**DIRECTIONS FOR THIS TASK:** Nothing before the line containing "the statue head." belongs in the answer; quote that line and all lines after it through the end of the material, word for word.

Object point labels
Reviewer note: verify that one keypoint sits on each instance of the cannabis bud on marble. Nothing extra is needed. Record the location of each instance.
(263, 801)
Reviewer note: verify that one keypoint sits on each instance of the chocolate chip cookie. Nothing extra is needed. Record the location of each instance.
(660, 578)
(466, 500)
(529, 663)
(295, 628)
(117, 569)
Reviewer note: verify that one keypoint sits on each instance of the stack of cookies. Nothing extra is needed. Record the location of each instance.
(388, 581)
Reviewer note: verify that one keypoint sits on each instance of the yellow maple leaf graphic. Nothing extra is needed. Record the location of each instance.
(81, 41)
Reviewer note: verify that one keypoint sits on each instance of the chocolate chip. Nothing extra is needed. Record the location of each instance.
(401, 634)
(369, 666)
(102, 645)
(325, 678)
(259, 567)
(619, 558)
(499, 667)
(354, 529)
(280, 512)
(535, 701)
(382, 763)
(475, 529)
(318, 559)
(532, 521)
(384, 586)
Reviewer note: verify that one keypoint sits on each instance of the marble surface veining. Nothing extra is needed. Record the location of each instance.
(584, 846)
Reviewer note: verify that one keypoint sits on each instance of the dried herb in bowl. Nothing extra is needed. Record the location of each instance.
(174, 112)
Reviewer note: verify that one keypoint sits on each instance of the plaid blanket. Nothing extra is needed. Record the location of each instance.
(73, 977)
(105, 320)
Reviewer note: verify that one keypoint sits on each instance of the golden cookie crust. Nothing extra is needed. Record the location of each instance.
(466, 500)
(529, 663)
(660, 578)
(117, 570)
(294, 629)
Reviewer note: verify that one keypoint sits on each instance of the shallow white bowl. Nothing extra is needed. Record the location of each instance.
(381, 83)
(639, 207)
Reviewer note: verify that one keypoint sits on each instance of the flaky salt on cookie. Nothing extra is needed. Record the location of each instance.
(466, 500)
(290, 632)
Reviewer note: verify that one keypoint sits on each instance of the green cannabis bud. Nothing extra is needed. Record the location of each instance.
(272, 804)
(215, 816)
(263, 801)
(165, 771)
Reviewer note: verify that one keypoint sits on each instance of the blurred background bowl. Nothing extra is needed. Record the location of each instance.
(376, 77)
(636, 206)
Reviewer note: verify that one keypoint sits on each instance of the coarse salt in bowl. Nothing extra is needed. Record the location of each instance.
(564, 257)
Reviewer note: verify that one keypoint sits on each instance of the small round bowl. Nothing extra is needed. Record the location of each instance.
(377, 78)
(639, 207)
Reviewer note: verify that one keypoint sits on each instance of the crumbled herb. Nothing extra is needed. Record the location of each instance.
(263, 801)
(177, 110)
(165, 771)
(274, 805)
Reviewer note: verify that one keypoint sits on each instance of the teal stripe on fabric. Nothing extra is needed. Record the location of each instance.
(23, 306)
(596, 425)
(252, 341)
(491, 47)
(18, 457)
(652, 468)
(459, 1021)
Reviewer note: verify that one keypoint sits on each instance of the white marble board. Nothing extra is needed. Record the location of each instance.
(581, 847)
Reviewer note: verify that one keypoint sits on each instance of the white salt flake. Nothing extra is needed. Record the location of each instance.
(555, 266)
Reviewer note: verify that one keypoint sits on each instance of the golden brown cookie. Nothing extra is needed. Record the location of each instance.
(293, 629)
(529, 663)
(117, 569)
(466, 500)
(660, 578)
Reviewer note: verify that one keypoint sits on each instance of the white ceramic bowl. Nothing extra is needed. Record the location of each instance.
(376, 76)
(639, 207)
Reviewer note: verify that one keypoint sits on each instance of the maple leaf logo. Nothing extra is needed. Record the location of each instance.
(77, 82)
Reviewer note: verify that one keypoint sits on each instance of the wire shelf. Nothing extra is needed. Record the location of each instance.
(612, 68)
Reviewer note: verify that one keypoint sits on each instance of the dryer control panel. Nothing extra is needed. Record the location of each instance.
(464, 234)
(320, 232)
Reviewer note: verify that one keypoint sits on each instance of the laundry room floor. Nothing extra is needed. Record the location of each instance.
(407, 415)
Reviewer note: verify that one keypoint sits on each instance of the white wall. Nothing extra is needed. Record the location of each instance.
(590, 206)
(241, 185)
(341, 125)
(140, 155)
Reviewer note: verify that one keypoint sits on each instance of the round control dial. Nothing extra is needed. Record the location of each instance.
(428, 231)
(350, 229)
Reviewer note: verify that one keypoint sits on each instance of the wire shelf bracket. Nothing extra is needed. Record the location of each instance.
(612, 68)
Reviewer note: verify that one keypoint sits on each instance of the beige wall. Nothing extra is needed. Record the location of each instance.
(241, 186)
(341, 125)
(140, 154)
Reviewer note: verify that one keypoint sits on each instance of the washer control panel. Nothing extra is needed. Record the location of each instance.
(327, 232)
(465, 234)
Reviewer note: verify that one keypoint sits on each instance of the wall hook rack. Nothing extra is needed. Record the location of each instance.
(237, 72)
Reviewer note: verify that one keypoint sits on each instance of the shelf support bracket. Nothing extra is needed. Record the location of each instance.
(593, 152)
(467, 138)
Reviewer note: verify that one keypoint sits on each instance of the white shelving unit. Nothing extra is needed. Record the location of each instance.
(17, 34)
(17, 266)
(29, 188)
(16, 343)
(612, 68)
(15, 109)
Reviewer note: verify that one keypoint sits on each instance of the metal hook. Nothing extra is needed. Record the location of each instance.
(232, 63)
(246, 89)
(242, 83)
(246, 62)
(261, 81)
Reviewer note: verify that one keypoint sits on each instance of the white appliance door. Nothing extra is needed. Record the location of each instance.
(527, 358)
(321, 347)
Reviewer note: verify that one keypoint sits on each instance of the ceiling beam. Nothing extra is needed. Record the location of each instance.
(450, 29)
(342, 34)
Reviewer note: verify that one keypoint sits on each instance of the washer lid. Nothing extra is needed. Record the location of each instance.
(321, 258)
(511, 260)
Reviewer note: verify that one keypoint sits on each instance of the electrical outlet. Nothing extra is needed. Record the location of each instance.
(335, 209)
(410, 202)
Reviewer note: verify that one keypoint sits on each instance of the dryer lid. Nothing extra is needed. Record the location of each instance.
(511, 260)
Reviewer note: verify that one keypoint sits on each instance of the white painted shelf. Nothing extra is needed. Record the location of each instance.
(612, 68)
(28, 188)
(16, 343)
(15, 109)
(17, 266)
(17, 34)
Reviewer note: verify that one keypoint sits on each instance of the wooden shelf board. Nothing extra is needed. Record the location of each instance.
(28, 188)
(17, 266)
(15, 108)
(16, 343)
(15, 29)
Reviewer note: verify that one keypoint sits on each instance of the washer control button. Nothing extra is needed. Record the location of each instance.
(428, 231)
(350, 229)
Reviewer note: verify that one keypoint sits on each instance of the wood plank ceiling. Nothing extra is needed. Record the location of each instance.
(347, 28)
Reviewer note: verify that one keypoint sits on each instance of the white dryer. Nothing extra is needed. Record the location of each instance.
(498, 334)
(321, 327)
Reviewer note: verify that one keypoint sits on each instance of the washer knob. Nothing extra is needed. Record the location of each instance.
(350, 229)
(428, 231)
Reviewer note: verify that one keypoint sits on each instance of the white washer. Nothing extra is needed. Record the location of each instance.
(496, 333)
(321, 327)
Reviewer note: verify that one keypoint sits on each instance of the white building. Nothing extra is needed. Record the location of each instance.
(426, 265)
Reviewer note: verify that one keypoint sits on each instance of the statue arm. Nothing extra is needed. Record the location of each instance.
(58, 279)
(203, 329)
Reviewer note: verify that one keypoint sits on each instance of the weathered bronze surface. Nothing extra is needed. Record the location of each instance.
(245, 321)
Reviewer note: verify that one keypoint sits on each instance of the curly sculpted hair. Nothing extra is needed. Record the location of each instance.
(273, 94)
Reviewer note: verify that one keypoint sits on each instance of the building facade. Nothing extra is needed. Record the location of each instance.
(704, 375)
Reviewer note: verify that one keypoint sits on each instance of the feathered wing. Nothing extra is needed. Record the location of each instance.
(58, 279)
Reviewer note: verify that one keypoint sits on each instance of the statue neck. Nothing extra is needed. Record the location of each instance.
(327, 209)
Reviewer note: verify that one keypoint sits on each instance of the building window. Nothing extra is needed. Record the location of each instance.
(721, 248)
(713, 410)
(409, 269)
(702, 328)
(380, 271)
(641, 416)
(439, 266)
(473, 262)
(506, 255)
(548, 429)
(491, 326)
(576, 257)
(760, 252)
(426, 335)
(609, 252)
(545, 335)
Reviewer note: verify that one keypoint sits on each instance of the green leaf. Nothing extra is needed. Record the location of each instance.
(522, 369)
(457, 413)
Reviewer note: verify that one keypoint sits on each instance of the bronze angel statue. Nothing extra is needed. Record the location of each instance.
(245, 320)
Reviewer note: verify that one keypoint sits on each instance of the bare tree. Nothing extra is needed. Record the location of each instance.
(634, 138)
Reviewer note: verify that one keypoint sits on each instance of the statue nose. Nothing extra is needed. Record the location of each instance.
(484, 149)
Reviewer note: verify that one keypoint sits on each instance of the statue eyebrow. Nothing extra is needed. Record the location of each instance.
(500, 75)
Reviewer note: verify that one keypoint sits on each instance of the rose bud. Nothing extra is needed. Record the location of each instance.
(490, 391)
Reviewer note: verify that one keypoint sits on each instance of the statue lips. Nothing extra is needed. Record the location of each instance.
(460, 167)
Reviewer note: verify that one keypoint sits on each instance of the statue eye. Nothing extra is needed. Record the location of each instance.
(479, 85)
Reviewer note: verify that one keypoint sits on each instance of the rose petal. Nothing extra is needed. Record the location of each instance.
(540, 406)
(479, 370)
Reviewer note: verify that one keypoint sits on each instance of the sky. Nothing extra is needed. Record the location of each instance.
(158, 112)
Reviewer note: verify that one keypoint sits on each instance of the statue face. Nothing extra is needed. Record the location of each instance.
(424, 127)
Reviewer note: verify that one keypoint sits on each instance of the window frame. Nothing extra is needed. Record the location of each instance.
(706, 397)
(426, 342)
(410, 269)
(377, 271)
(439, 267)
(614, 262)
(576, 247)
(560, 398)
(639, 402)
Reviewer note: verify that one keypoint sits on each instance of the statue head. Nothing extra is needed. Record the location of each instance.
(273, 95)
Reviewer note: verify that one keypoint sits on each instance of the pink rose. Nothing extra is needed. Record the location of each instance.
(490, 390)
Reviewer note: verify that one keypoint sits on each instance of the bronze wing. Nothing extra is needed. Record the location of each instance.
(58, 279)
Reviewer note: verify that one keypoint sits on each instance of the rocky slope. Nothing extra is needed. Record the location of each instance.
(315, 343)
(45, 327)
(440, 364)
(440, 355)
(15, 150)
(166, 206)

**EXERCISE RESPONSE:**
Reviewer note: verify that one keypoint sits on each instance of the statue head. Nothing extra is needed. Record the location of each instance.
(273, 95)
Reviewer note: verify that one keypoint sits on each instance of the pink rose. Nothing extra is needed. Record the location of each instance.
(490, 390)
Reviewer note: verify that one keypoint sits on each instance of the bronze wing. Nothing extra is needed. Record the location of each instance.
(58, 279)
Reviewer note: verify that one keypoint sits on each instance of the rocky slope. Nothing extra is needed. Record the location of each instance.
(315, 343)
(45, 327)
(440, 364)
(440, 355)
(15, 150)
(166, 206)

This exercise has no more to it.